(Entries from a dataset)
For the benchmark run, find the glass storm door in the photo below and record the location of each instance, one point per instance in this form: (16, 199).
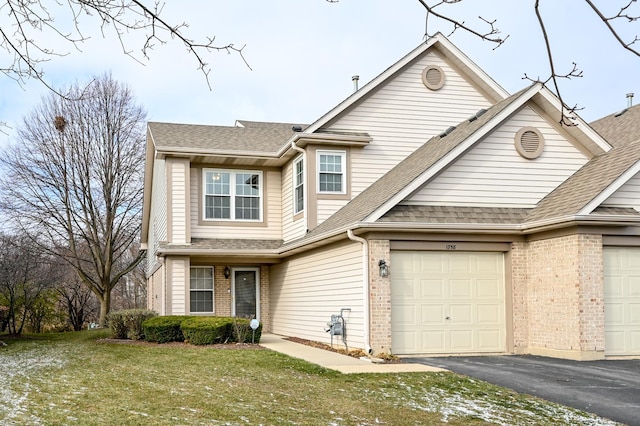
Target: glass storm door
(246, 299)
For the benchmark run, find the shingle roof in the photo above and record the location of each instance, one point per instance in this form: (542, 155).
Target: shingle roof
(620, 128)
(254, 136)
(225, 244)
(455, 214)
(407, 171)
(587, 183)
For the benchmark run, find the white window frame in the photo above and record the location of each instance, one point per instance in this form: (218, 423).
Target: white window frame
(343, 173)
(213, 293)
(298, 185)
(232, 194)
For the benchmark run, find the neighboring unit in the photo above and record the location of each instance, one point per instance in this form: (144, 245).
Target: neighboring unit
(444, 216)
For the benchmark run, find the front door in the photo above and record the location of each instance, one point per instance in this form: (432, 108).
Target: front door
(246, 292)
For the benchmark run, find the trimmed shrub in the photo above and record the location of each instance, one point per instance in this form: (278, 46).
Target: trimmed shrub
(206, 330)
(127, 323)
(241, 331)
(164, 329)
(115, 321)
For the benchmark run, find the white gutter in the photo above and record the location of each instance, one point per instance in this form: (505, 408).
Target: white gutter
(304, 182)
(365, 287)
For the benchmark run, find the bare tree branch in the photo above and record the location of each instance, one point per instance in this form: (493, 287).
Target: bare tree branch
(31, 25)
(74, 181)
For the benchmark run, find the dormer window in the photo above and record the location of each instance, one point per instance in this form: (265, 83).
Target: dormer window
(331, 172)
(232, 195)
(298, 185)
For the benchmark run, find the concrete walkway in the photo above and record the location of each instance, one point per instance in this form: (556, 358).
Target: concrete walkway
(335, 361)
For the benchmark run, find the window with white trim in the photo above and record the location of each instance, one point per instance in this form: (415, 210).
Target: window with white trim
(232, 194)
(298, 185)
(201, 289)
(331, 171)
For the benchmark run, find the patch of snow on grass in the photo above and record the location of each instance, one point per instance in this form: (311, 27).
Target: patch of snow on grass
(16, 371)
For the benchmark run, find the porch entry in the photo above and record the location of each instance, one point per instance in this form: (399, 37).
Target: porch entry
(245, 291)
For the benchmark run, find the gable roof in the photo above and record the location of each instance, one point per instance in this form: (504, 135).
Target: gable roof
(620, 128)
(408, 171)
(378, 201)
(438, 42)
(246, 136)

### Directions for this task:
Rewrite everything from the line containing "For the benchmark run, find the concrete" down to the end of the listing, keeping the request lines as they are. Add 53 to both numbers of every point coordinate pair in the answers.

### In response:
For the benchmark run, find the concrete walkway in the photo above and record the location of each instance, one point per instance in this form: (556, 358).
Target: concrete walkway
(388, 414)
For the benchmark run, find the window with white trim in the photo above and record the location of each instance, one point per instance in this form: (415, 210).
Target: window with white trim
(285, 247)
(351, 238)
(254, 342)
(384, 224)
For the benchmark run, find the patch of snow on grass in the photo above and record the location of each instance, one point per instance in this form: (311, 27).
Target: patch of snow on grass
(69, 424)
For the benchmark run, find the porch entry in the photo above and record the location of each instance, one point per instance in this form: (399, 37).
Target: porch entry
(298, 344)
For the benchmark run, find the gable roof in the photo above and record the location of each instance, one point per instance in this form: (504, 135).
Target: gable roof
(673, 181)
(461, 224)
(431, 254)
(491, 95)
(299, 189)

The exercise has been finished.